Producing the original sequence of the human genome was a landmark achievement. Yet, it posed a new challenge: the genome sequence was an endless stream of As, Cs, Gs, and Ts, devoid of functional interpretation. So beyond protein-coding genes, which constitute only 1% of the genome, we were unable to decode the functions of the other sequences.
Epigenomic maps provide an opportunity to identify and understand the sequences, interacting proteins, and chromosomal structures that act throughout the other 99% of the genome to control gene activity. We use DNA sequencing-based mapping technologies such as ChIP-Seq, Bisulfite-Seq, MINT-Chip, RNA-Seq, and chromatin conformation capture assays to annotate the genome and advance our understanding of how it functions (see Technologies for more details).
Genome annotations also allows us to examine the consistent structural features of the genome and lend a framework for interpreting mutations that contribute to disease, including cancer.
A major goal of the program is to generate reference epigenomic data as part of collaborative, international projects. For an idea of scale, the Epigenomics Program creates over 1,000 epigenomic maps per year. These data are utilized by thousands of researchers worldwide to better annotate and understand the human genome.
Epigenome mapping projects
ENCODE 4: The NIH Encyclopedia of DNA Elements (ENCODE) project is now in its fourth iteration and 10th year. We collaborate with scientists around the world to create reference maps of the epigenome and understand the regulatory potential of the DNA between protein-coding genes. For ENCODE 4, the Epigenomics Program, together with BTL, forms one of five epigenome mapping centers located in the USA. We also serve as a major data coordination center. ENCODE 4 will now also incorporate rare cell populations from human organoids, as well as disease samples. All data are provided to the community open access.

- [Data section]:

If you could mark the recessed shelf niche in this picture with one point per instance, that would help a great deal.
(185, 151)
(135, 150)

- [Exercise requirements]: Reproduce the full text on epigenomic maps and the ENCODE 4 project, word for word.

- [Finished task]:
Producing the original sequence of the human genome was a landmark achievement. Yet, it posed a new challenge: the genome sequence was an endless stream of As, Cs, Gs, and Ts, devoid of functional interpretation. So beyond protein-coding genes, which constitute only 1% of the genome, we were unable to decode the functions of the other sequences.
Epigenomic maps provide an opportunity to identify and understand the sequences, interacting proteins, and chromosomal structures that act throughout the other 99% of the genome to control gene activity. We use DNA sequencing-based mapping technologies such as ChIP-Seq, Bisulfite-Seq, MINT-Chip, RNA-Seq, and chromatin conformation capture assays to annotate the genome and advance our understanding of how it functions (see Technologies for more details).
Genome annotations also allows us to examine the consistent structural features of the genome and lend a framework for interpreting mutations that contribute to disease, including cancer.
A major goal of the program is to generate reference epigenomic data as part of collaborative, international projects. For an idea of scale, the Epigenomics Program creates over 1,000 epigenomic maps per year. These data are utilized by thousands of researchers worldwide to better annotate and understand the human genome.
Epigenome mapping projects
ENCODE 4: The NIH Encyclopedia of DNA Elements (ENCODE) project is now in its fourth iteration and 10th year. We collaborate with scientists around the world to create reference maps of the epigenome and understand the regulatory potential of the DNA between protein-coding genes. For ENCODE 4, the Epigenomics Program, together with BTL, forms one of five epigenome mapping centers located in the USA. We also serve as a major data coordination center. ENCODE 4 will now also incorporate rare cell populations from human organoids, as well as disease samples. All data are provided to the community open access.